- [Instruction]
Could you give back the material below verbatim, with the pictures left out?

- [Materials provided]

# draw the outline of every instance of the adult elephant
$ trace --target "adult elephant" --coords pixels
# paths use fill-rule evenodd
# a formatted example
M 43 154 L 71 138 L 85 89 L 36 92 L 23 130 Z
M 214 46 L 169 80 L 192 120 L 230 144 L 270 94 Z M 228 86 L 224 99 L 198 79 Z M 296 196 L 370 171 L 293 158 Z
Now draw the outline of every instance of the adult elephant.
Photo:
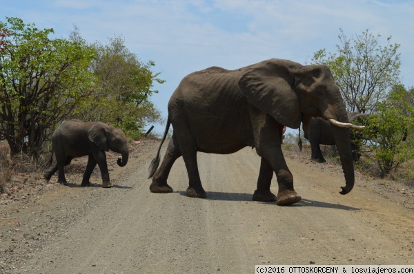
M 125 134 L 121 130 L 101 122 L 82 122 L 79 120 L 63 122 L 53 132 L 52 141 L 53 147 L 50 163 L 55 151 L 56 165 L 45 171 L 43 175 L 47 180 L 59 170 L 58 182 L 67 185 L 63 167 L 69 165 L 74 158 L 88 155 L 88 164 L 81 185 L 85 187 L 90 184 L 90 175 L 97 164 L 102 176 L 102 187 L 112 187 L 105 151 L 110 149 L 121 154 L 122 158 L 117 160 L 119 167 L 124 167 L 128 162 L 129 152 Z
M 206 197 L 197 152 L 230 154 L 250 146 L 261 156 L 253 200 L 295 203 L 301 197 L 282 149 L 284 125 L 298 128 L 304 116 L 322 116 L 332 125 L 339 151 L 346 194 L 354 185 L 354 169 L 345 105 L 326 65 L 270 59 L 235 70 L 213 67 L 192 73 L 180 83 L 168 103 L 166 131 L 149 168 L 152 192 L 172 192 L 167 178 L 175 160 L 183 157 L 189 178 L 186 195 Z M 305 119 L 306 120 L 306 119 Z M 170 124 L 173 134 L 159 168 L 159 152 Z M 270 192 L 273 172 L 279 185 Z
M 348 112 L 348 120 L 352 123 L 358 119 L 366 118 L 369 114 L 362 114 L 358 112 Z M 303 124 L 304 135 L 305 138 L 309 140 L 310 144 L 310 158 L 318 162 L 325 162 L 326 160 L 322 155 L 320 145 L 335 145 L 335 140 L 331 124 L 322 117 L 310 117 L 308 123 Z M 362 129 L 363 126 L 353 125 L 353 129 Z M 354 134 L 351 131 L 351 147 L 353 160 L 358 160 L 361 154 L 359 152 L 359 147 L 358 140 L 361 138 L 360 134 Z M 299 149 L 302 150 L 302 140 L 299 137 Z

- [Reply to the exercise]
# draw the outline of every instance of the adult elephant
$ trace --target "adult elephant" --coords pixels
# paths use fill-rule evenodd
# a formatted example
M 43 154 L 71 138 L 85 89 L 36 92 L 23 130 Z
M 214 46 L 169 80 L 192 120 L 230 144 L 270 94 Z M 228 86 L 224 99 L 198 79 Z M 296 196 L 370 171 L 293 158 Z
Now draw the outline of every instance of the adult elephant.
Photo:
M 125 134 L 121 130 L 101 122 L 82 122 L 79 120 L 63 122 L 53 132 L 52 141 L 53 147 L 50 163 L 55 151 L 56 165 L 45 171 L 43 175 L 47 180 L 59 170 L 58 182 L 67 185 L 63 167 L 69 165 L 74 158 L 88 155 L 88 164 L 81 185 L 85 187 L 90 184 L 90 175 L 97 164 L 102 176 L 102 187 L 112 187 L 105 151 L 110 149 L 121 154 L 122 158 L 117 160 L 119 167 L 124 167 L 128 162 L 129 152 Z
M 206 197 L 197 152 L 230 154 L 250 146 L 261 156 L 253 200 L 295 203 L 301 197 L 282 149 L 284 125 L 298 128 L 304 116 L 322 116 L 332 125 L 339 151 L 346 194 L 354 185 L 354 169 L 345 105 L 326 65 L 270 59 L 235 70 L 213 67 L 192 73 L 180 83 L 168 103 L 166 131 L 149 168 L 152 192 L 172 192 L 167 178 L 175 160 L 183 157 L 189 178 L 186 195 Z M 305 119 L 306 120 L 306 119 Z M 170 124 L 173 134 L 159 168 L 159 152 Z M 270 192 L 273 172 L 279 185 Z
M 348 112 L 348 120 L 352 123 L 358 119 L 366 118 L 369 114 L 362 114 L 358 112 Z M 303 124 L 304 135 L 305 138 L 309 140 L 310 144 L 310 158 L 318 162 L 325 162 L 326 160 L 322 155 L 320 145 L 335 145 L 335 140 L 331 124 L 322 117 L 310 117 L 308 123 Z M 362 129 L 363 126 L 353 125 L 353 129 Z M 354 134 L 351 131 L 351 147 L 353 160 L 358 160 L 361 154 L 359 152 L 359 147 L 358 140 L 361 138 L 360 134 Z M 299 149 L 302 150 L 302 140 L 299 137 Z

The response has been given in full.